**SET PROBLEM:** Please count how many lines in the records below contain the word "petal" and reply with that number alone.

**DATA ENTRIES:**
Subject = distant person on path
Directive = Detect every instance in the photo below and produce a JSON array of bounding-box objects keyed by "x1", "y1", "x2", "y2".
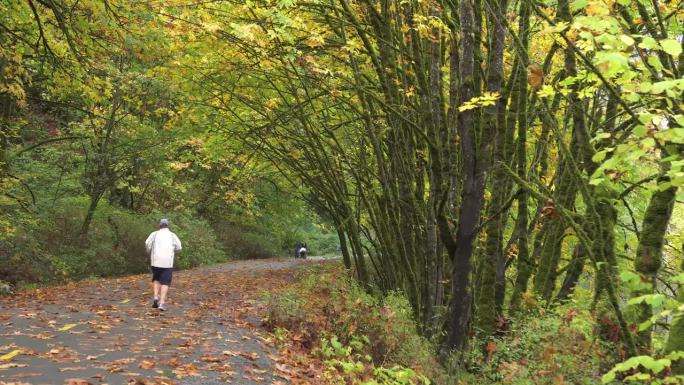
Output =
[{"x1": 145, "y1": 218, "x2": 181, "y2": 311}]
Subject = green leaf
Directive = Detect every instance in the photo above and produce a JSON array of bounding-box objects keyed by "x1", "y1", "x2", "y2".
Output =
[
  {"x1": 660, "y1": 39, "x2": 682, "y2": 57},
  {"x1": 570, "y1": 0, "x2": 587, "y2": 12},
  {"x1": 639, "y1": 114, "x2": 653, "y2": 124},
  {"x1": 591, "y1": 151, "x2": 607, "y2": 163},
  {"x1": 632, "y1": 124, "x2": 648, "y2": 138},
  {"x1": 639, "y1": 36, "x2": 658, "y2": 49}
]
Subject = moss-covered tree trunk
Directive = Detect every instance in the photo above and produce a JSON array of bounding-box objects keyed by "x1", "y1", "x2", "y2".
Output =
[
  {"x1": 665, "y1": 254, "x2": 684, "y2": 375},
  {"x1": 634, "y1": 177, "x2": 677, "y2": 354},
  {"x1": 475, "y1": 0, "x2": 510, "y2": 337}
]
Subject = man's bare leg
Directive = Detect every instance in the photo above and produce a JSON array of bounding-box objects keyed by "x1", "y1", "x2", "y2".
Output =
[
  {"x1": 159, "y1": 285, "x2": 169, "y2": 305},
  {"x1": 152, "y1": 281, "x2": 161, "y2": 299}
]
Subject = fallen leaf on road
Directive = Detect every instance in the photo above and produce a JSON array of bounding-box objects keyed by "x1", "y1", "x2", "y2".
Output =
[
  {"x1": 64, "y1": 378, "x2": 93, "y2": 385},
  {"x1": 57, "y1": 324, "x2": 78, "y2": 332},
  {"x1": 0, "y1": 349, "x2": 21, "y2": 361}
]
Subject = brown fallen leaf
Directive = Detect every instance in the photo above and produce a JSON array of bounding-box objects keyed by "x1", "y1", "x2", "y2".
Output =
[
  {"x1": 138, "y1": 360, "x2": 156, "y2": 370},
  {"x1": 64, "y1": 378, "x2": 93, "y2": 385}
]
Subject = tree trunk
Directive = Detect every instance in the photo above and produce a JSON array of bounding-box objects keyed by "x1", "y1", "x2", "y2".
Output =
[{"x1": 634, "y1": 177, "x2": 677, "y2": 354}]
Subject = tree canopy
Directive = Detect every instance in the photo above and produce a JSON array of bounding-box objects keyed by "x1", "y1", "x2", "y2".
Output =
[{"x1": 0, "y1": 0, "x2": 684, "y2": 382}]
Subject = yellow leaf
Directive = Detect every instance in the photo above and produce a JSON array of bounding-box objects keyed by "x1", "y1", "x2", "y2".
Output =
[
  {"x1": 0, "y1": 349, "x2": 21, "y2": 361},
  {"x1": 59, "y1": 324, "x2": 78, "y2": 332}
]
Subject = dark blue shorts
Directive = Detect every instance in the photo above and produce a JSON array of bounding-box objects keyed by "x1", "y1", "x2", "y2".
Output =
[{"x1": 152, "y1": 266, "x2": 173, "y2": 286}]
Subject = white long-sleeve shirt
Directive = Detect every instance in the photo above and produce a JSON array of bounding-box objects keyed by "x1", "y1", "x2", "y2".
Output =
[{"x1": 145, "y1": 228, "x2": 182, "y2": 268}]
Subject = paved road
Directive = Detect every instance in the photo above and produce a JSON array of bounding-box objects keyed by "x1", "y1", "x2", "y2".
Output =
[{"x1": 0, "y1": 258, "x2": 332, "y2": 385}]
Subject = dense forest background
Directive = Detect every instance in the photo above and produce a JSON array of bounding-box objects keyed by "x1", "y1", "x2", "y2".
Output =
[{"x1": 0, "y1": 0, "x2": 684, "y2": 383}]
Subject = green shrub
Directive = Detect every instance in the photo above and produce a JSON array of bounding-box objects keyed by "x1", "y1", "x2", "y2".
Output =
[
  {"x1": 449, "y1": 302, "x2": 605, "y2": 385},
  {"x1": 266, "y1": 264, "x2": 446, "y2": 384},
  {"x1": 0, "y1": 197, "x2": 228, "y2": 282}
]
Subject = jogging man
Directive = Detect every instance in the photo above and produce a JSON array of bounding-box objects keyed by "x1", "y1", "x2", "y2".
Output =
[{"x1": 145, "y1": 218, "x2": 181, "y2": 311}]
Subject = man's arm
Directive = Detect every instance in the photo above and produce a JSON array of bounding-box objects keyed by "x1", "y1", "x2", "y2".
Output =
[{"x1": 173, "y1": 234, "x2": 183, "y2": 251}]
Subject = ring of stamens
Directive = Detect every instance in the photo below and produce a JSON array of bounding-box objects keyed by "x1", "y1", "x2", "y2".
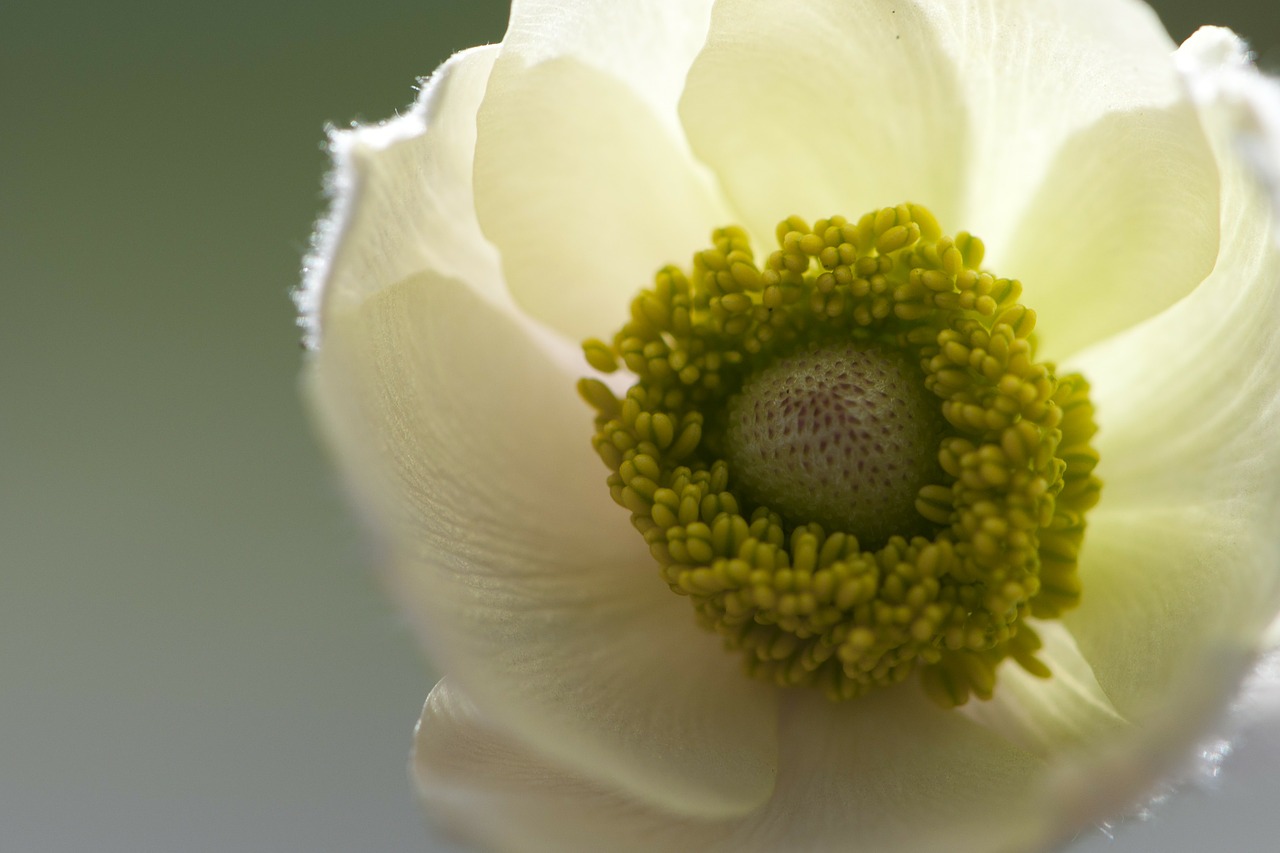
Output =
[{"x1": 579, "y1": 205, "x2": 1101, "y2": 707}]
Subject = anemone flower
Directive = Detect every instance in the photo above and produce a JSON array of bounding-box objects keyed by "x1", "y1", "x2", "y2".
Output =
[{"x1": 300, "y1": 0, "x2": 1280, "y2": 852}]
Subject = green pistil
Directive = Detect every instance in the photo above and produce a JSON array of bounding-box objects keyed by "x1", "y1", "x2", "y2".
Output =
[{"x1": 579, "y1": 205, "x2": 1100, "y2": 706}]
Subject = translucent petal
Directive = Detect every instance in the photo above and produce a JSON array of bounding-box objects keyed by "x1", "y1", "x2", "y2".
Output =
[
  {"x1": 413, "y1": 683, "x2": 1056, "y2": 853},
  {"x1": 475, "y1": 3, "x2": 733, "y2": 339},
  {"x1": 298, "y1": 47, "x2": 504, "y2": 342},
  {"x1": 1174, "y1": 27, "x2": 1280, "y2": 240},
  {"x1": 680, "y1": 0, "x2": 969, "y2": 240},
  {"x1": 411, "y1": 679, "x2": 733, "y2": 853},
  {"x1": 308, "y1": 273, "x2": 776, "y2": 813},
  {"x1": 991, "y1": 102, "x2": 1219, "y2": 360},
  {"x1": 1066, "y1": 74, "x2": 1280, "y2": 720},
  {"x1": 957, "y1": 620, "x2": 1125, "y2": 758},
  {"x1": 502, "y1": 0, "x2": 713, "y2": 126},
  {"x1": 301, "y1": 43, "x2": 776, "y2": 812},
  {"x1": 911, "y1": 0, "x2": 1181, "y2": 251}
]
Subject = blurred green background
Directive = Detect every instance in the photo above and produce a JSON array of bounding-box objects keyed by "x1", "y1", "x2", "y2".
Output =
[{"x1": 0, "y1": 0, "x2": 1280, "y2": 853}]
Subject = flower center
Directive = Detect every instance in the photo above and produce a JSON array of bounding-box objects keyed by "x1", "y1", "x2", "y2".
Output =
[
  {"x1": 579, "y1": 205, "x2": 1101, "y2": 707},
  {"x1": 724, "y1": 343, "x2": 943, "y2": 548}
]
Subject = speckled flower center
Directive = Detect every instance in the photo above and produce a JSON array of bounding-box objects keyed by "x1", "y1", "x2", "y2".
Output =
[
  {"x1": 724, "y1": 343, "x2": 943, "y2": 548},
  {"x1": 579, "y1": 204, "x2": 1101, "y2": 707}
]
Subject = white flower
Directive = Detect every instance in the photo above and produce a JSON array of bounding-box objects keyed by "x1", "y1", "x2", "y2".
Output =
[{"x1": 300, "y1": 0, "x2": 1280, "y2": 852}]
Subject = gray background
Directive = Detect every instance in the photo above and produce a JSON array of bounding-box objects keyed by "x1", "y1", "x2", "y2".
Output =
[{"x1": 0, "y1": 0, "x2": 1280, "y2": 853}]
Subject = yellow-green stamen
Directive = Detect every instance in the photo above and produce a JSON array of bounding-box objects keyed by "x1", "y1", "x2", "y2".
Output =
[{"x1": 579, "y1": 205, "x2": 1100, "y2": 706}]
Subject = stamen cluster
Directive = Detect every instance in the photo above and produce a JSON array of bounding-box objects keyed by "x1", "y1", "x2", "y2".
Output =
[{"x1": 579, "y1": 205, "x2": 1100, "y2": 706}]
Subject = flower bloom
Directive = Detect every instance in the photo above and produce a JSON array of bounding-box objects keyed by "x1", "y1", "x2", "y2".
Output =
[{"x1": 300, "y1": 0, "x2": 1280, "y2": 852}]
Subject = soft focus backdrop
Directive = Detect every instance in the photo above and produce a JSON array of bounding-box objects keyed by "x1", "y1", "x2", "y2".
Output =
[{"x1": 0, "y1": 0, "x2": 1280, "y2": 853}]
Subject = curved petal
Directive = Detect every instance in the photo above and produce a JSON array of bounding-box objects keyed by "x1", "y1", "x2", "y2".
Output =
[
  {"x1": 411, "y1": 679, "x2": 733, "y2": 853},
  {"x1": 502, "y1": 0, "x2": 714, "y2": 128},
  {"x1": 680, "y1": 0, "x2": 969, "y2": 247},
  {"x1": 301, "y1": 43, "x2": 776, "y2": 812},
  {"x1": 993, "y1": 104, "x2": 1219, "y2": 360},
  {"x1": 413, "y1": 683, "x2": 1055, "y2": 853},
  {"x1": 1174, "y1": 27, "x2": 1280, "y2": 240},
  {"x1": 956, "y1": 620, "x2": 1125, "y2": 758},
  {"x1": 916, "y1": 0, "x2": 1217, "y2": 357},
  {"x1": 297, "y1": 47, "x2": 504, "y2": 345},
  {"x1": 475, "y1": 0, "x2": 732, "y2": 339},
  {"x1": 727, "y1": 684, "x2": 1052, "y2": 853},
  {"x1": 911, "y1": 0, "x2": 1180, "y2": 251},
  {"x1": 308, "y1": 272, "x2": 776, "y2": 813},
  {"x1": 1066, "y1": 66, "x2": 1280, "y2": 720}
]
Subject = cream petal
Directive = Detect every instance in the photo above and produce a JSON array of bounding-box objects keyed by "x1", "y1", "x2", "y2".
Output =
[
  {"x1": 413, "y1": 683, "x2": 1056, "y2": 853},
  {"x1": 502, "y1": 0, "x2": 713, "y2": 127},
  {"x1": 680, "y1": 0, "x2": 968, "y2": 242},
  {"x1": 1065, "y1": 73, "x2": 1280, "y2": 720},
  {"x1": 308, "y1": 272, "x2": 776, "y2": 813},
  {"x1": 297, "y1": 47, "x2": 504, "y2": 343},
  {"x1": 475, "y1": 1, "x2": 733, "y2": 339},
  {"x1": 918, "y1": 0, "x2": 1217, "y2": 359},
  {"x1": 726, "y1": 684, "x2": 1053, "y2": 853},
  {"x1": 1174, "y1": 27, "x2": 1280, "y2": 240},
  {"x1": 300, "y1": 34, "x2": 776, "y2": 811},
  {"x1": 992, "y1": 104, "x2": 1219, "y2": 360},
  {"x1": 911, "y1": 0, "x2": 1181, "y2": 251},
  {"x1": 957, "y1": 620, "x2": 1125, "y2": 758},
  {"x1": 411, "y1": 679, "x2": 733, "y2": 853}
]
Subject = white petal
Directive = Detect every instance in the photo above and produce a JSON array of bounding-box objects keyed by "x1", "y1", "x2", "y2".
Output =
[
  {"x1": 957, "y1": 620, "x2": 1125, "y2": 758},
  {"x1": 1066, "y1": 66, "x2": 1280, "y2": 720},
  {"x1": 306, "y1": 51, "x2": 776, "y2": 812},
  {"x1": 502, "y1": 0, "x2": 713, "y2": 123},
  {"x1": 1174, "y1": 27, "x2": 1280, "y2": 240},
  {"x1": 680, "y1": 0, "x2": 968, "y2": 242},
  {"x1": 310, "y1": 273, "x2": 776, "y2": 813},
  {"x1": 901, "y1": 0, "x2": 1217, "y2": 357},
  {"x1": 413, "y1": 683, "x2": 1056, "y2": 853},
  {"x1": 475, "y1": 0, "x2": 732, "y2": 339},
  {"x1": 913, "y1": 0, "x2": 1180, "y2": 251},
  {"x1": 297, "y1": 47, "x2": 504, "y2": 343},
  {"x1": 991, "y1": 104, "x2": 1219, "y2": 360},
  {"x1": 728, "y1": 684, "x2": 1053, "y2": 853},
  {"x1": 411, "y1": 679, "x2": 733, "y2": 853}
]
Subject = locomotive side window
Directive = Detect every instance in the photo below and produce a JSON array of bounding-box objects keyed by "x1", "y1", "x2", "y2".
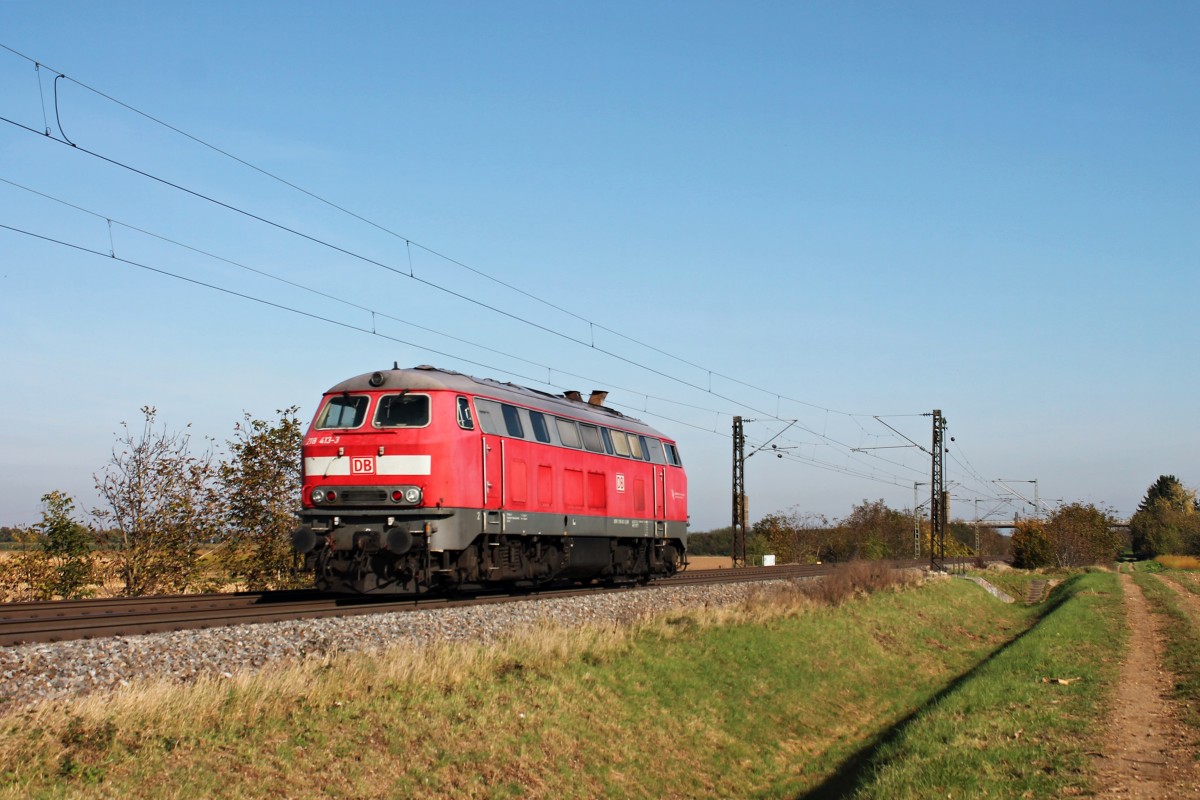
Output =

**REPLY TO THE EXERCISE:** 4